## Your goal
Please gather every line in the records below that contains the string "item" and copy those lines out. Case matters.

## Data rows
────────────────────

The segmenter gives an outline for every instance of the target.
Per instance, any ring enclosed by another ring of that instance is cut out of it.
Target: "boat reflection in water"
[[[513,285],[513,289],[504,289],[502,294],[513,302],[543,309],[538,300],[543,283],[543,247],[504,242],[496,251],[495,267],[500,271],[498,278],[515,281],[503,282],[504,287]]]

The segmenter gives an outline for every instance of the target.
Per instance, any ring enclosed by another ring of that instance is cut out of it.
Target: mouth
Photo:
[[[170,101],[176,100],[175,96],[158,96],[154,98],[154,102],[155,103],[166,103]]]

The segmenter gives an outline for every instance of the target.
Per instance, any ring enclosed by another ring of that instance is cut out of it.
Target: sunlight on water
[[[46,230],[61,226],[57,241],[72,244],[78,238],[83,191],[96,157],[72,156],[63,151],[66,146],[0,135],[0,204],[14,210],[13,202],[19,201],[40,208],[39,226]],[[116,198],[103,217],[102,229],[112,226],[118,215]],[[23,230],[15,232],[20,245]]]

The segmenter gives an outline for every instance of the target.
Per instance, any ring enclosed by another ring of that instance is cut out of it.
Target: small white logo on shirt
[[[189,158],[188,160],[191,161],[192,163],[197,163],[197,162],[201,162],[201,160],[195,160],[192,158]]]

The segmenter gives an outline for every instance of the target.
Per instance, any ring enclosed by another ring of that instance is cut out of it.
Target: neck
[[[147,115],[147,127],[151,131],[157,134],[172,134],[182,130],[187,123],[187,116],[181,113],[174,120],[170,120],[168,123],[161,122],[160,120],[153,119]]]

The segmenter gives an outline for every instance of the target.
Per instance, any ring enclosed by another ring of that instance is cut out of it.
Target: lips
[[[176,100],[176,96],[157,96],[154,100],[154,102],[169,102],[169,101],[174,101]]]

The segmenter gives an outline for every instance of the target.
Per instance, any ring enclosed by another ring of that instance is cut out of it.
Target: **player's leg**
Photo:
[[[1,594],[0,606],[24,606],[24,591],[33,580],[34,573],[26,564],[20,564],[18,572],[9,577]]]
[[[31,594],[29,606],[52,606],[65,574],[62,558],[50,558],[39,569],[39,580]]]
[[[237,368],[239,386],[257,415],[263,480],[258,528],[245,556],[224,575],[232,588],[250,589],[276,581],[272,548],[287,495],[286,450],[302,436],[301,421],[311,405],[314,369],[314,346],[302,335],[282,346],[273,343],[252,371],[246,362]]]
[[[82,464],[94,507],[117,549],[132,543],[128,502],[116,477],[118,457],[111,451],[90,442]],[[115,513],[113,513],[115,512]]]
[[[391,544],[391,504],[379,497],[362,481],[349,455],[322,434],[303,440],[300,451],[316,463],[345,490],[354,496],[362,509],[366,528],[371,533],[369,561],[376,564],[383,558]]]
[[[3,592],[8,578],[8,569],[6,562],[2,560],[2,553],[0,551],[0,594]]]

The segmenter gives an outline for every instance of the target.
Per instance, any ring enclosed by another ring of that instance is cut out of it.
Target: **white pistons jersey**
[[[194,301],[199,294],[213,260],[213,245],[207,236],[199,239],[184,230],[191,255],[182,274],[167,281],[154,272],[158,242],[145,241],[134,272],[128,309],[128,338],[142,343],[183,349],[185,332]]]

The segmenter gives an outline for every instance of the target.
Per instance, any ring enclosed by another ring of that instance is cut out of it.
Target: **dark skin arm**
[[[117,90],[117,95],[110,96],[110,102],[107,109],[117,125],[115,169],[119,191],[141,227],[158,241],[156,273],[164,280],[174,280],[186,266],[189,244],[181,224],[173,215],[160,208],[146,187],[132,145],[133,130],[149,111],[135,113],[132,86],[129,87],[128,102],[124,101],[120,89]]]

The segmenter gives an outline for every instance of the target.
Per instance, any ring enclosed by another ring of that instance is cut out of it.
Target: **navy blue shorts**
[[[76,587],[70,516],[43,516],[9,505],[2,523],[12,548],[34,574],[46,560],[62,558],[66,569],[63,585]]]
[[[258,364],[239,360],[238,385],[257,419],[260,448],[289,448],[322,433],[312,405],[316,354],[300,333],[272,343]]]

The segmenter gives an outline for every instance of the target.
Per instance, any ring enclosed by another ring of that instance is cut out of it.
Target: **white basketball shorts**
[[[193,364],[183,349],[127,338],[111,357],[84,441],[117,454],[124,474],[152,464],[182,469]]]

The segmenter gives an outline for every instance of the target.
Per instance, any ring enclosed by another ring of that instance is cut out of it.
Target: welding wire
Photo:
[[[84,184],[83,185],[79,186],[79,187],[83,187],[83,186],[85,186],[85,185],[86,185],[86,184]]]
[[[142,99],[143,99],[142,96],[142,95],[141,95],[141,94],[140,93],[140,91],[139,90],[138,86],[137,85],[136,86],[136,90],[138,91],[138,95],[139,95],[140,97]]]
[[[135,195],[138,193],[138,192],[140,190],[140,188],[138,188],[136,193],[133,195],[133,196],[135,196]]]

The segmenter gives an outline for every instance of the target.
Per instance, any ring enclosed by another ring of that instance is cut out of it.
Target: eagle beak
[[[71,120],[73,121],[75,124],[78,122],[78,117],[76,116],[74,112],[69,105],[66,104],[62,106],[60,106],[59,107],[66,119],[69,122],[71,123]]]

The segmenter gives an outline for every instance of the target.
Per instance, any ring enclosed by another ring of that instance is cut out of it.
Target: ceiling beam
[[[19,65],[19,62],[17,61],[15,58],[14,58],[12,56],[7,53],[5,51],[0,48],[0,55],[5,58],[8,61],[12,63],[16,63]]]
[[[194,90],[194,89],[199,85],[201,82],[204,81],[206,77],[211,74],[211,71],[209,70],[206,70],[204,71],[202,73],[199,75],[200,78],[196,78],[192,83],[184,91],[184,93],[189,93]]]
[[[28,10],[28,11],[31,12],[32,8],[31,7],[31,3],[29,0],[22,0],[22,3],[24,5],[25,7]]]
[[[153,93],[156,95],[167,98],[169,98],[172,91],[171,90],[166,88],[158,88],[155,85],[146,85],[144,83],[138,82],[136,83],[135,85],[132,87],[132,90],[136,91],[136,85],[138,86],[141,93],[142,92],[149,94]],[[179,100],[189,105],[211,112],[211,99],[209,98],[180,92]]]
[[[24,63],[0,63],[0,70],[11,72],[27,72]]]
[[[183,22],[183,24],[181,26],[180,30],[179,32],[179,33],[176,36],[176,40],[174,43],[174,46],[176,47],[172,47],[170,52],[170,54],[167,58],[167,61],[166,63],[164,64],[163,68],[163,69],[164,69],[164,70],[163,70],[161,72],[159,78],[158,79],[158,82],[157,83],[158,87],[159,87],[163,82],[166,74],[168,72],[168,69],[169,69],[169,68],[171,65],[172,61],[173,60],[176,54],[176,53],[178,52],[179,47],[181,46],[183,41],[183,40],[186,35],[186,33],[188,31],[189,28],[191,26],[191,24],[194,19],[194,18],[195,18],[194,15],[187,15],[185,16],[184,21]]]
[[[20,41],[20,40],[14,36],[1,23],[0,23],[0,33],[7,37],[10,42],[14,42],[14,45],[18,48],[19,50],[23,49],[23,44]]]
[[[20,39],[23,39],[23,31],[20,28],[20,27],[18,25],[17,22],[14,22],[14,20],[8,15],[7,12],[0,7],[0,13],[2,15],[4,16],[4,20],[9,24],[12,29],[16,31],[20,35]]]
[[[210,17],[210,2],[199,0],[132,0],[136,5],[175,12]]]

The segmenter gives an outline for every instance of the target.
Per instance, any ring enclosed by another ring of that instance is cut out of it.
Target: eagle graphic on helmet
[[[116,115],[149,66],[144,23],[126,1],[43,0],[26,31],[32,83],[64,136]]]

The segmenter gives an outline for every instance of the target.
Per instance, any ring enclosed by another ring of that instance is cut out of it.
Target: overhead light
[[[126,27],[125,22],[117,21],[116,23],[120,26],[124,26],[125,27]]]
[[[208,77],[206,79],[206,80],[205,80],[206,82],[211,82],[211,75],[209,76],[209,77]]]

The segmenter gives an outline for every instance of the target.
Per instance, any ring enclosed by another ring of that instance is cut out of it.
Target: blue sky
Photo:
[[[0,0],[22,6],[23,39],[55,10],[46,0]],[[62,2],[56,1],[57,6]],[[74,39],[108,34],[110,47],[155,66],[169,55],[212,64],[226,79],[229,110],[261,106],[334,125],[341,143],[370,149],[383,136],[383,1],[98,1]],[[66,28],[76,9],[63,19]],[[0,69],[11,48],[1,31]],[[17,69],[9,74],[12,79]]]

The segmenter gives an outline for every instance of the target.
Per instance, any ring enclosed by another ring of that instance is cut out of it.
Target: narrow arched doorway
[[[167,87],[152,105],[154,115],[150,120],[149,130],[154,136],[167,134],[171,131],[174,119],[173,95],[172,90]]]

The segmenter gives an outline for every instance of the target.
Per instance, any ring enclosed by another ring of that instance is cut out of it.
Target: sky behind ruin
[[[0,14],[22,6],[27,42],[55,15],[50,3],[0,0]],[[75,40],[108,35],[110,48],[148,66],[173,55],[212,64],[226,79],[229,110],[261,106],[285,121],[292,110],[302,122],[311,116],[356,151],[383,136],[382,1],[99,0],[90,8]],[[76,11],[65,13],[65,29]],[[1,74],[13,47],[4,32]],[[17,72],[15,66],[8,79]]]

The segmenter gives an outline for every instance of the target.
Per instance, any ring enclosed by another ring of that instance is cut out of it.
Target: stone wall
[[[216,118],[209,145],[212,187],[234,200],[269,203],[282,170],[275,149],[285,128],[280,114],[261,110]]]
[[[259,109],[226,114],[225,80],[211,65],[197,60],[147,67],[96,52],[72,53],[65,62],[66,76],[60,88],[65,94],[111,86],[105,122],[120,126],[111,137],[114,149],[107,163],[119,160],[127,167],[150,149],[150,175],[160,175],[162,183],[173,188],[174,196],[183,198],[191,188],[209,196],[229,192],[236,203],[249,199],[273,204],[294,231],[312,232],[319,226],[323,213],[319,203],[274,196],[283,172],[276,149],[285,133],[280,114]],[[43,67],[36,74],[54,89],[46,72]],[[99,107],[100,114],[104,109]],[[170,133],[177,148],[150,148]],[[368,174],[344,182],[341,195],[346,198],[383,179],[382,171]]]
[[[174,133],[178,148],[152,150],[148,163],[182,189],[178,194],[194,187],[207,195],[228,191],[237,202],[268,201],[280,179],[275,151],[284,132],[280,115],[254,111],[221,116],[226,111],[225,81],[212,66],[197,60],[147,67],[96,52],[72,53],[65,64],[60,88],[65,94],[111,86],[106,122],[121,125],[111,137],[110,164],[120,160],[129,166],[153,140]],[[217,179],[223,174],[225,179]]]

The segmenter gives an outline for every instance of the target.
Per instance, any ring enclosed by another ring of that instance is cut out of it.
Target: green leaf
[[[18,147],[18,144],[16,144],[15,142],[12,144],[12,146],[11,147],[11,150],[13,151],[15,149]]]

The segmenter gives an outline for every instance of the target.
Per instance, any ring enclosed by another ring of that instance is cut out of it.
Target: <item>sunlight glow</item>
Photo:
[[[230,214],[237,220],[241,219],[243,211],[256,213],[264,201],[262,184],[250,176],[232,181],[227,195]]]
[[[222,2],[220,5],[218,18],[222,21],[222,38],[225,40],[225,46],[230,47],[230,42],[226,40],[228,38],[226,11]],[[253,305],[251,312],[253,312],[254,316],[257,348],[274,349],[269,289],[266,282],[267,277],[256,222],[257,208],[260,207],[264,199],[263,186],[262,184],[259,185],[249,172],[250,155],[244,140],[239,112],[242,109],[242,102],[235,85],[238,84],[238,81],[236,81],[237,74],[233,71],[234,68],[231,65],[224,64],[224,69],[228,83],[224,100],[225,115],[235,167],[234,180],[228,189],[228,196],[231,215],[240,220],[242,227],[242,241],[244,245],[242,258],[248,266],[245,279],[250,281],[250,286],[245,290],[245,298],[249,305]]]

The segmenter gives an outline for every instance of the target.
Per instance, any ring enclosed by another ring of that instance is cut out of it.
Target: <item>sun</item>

────────────────────

## Written answer
Target: <item>sunlight glow</item>
Target: <item>sun</item>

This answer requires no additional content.